| WHAT THE TASK ASKS |
In the news article below, condense the paragraph that begins "Referring to the recent experiments" into two sentences while keeping its main facts.

Wildmind Meditation News
Dec 23, 2010
‘Training, meditation can help people with cognitive disorders’
Can a regular training and proper exercises help in the assessment and treatment of cognitive disorders in the long run?
While psychologists and experts in cognitive science across the globe are looking at various methods to understand medical cognition and role of cognitive process in various types of mental health problems, senior scientist and pioneer expert in the field, professor Michael I Posner from US has found a strong connection between training and meditation with white matter in the brain that could lead to assessment and treatment of cognitive disorders in the long run.
Various research studies in US have found connection between the white matter and mindfulness exercises including meditation, said Posner, a professor emeritus from the University of Oregon, while talking to Times of India on Sunday.
There are also strong evidences to show that training strategies and meditation actually regulate the secretion of cortisone, also known as stress hormone. Similarly, mindful exercises in different cultures have induced changes in behaviour besides affecting the cognition level, he added.
It may be mentioned here that Posner was in the city to inaugurate the 3-day international seminar on ‘recent advances in cognitive science’ organised by the department of psychology, Banaras Hindu University (BHU) that began on Saturday (December 18).
In 2009, Posner was awarded the US National Science Medal, the highest award for scientists in the country.
Saying that the development of advanced version of MRI including functional MRI has made it easier to examine the working human brain and its different neural network connections, the scientist also emphasised that efforts are being made to examine the neural network underlying attention that could be used to develop suitable cognitive intervention for various types of psychopathology. “We are also trying to develop training strategies that have compensatory mechanism for brain damage and rehabilitation. It could help people with cognitive disorders to lead a normal and respectful life.” he said.
Referring to the recent experiments to assess the cognitive level of school-going children using psycholinguistic tools, Posner said that experiments clearly showed that students had difficulty in understanding Chinese numerals in comparison to Arabic numerals, though numerals involved simple arithmetic. It is an interesting revelation that shows different behaviour of individuals or the group in different cultures in the world, he added.

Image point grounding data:

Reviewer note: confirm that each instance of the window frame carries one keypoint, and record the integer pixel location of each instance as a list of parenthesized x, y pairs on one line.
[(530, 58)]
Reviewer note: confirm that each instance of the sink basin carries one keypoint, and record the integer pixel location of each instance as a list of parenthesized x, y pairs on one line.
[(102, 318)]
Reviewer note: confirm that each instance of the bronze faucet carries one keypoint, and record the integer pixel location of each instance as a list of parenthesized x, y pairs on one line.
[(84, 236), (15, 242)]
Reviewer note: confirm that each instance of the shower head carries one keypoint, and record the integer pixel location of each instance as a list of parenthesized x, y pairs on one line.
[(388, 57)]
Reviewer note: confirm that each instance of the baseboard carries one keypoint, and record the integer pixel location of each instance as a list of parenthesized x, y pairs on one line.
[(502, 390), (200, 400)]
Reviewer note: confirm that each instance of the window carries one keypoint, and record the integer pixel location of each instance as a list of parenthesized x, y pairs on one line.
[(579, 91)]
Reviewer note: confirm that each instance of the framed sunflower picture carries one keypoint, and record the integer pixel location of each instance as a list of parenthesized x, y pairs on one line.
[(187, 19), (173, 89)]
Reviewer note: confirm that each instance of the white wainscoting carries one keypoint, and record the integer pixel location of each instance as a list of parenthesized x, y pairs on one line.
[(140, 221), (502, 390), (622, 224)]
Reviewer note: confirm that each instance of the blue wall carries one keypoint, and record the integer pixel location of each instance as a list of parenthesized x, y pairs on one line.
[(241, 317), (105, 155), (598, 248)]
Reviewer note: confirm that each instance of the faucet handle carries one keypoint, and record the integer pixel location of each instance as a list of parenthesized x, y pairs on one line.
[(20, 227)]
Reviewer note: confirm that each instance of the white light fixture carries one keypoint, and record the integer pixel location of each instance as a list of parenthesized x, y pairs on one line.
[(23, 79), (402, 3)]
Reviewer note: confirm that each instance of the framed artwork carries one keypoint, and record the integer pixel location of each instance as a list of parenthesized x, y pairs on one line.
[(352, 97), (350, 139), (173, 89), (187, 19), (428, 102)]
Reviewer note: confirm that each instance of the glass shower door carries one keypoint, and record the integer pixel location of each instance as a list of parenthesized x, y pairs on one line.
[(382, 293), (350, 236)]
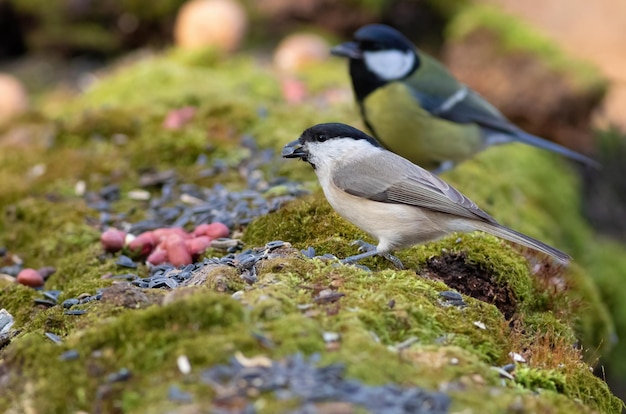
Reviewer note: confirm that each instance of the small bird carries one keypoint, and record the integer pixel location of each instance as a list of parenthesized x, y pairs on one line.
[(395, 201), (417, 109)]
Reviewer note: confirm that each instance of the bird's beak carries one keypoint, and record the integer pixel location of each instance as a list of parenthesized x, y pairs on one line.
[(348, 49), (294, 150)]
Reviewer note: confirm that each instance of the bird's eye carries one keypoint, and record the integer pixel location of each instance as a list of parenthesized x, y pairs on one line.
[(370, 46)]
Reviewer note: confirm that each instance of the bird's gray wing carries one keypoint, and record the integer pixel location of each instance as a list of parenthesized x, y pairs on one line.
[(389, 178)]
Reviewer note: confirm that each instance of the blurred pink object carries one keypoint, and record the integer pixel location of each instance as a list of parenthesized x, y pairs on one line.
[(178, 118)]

...

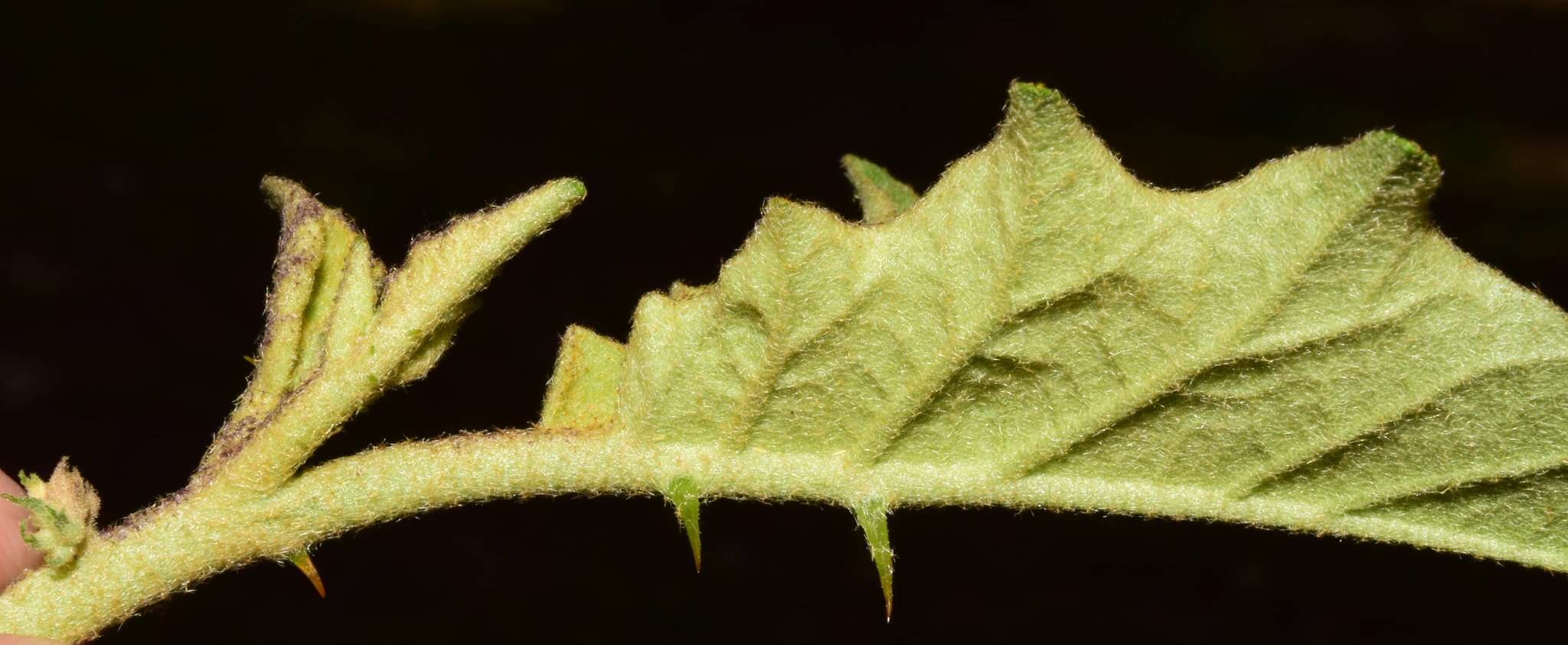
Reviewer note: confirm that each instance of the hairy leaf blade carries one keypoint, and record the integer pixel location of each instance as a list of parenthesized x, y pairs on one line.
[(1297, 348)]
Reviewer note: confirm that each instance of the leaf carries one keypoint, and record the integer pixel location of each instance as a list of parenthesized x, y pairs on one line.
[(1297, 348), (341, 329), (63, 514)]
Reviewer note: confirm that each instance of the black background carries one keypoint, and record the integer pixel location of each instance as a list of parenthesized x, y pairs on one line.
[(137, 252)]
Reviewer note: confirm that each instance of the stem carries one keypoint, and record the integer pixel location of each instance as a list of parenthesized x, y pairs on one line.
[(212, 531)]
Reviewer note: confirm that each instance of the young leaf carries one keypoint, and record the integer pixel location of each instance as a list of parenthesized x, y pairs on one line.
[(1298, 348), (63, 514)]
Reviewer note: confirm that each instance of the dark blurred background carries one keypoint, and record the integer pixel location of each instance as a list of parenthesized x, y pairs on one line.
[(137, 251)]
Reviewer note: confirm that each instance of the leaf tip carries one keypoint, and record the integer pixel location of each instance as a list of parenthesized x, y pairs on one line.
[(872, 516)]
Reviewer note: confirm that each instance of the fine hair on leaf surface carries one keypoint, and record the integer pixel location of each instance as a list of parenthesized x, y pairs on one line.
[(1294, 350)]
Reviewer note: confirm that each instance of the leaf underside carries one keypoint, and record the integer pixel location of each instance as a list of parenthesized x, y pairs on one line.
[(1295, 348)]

| REPLY |
Posner cited recent experiments that used psycholinguistic tools to assess the cognitive level of school-going children. Students found Chinese numerals harder to understand than Arabic numerals, even with simple arithmetic, which he said shows how individuals or groups behave differently across cultures.